→ Excerpted records:
--------------------------------------------------
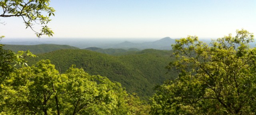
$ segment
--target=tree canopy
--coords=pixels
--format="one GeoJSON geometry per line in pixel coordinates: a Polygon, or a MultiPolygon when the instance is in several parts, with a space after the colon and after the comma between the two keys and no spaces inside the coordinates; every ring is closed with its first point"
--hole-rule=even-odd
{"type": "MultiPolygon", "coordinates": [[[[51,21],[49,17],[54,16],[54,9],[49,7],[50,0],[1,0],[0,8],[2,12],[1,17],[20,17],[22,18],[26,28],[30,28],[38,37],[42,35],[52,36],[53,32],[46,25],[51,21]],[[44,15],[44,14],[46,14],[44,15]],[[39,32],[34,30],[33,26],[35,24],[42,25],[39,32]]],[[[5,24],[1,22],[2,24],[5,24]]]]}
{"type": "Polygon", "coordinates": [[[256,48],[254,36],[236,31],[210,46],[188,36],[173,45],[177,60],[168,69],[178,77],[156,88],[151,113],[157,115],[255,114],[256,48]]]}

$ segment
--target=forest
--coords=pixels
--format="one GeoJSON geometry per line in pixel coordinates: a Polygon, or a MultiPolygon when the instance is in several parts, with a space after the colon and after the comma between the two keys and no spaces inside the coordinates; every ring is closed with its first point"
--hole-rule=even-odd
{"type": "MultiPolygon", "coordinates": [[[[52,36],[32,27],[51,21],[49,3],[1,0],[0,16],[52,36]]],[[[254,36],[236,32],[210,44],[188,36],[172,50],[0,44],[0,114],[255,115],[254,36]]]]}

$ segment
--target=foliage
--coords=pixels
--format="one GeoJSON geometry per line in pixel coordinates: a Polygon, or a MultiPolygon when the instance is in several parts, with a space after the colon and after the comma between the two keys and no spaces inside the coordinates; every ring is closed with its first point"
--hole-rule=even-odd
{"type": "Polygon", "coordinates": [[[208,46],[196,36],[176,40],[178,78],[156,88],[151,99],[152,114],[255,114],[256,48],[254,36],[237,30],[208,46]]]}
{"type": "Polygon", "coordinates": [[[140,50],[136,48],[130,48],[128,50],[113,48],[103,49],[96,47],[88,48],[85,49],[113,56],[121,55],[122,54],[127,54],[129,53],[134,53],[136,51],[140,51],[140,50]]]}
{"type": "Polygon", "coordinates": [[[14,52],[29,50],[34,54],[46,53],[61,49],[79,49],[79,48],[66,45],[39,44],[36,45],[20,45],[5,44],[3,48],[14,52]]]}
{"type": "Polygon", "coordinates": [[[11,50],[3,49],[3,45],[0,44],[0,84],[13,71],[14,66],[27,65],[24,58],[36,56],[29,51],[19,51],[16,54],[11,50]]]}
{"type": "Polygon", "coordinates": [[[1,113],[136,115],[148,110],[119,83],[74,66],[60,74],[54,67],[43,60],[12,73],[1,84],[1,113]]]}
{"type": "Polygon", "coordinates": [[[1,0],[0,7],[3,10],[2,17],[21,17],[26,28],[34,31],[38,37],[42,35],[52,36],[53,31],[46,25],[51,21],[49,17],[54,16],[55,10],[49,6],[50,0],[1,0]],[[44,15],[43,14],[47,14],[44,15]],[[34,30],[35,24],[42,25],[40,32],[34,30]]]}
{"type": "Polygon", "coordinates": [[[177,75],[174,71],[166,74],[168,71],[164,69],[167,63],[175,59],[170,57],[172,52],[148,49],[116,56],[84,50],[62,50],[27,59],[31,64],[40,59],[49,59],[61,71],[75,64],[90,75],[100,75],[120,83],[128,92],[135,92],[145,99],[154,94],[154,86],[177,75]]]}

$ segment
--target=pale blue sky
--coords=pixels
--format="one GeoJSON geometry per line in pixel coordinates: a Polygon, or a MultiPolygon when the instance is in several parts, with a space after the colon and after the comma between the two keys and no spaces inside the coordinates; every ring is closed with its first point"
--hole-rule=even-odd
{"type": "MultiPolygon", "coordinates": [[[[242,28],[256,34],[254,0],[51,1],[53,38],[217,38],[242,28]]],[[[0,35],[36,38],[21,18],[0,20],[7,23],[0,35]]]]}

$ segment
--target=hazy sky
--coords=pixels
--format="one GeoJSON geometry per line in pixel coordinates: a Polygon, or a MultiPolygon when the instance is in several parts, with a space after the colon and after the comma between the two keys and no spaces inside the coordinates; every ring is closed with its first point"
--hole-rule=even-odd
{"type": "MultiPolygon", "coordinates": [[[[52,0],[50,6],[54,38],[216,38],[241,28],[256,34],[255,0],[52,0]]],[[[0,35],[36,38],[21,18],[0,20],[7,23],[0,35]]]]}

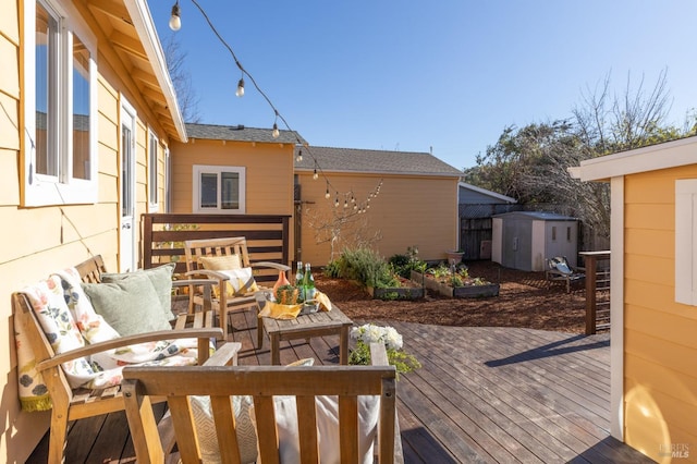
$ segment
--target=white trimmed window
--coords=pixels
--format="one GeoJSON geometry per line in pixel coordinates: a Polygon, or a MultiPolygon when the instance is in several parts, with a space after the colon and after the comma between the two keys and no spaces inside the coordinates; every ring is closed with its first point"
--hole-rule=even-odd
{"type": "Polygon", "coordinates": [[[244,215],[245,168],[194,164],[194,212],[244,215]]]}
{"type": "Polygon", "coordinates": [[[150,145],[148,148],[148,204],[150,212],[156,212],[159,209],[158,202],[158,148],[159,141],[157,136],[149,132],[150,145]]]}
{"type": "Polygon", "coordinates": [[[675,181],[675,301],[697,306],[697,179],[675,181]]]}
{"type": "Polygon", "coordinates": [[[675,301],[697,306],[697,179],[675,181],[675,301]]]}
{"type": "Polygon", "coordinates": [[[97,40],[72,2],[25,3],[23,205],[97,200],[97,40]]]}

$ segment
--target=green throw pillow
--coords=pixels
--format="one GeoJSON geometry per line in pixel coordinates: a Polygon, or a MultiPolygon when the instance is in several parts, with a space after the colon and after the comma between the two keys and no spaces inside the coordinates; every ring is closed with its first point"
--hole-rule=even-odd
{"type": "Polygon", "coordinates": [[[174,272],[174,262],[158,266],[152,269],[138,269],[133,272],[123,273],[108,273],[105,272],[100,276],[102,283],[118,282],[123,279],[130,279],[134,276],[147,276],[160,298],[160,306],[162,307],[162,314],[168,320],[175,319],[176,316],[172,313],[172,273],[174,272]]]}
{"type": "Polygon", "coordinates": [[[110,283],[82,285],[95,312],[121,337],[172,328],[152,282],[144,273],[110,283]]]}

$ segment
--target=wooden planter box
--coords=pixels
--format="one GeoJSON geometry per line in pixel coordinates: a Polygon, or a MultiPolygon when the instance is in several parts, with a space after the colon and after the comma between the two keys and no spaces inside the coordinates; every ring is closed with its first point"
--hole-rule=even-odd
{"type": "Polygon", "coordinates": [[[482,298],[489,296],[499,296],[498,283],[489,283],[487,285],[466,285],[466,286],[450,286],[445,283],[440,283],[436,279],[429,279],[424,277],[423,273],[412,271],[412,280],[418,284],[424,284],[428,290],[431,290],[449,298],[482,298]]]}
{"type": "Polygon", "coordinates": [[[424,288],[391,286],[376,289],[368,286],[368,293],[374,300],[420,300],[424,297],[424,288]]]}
--------------------------------------------------
→ Instructions for the task: Extract every line of the records that contains the string "target", copying each one in full. Case counts.

→ Exercise answer:
--target=tree canopy
--target=forest
--target=foliage
--target=pale blue sky
--target=hazy sky
--target=white trimmed window
--target=green throw pillow
--target=wooden planter box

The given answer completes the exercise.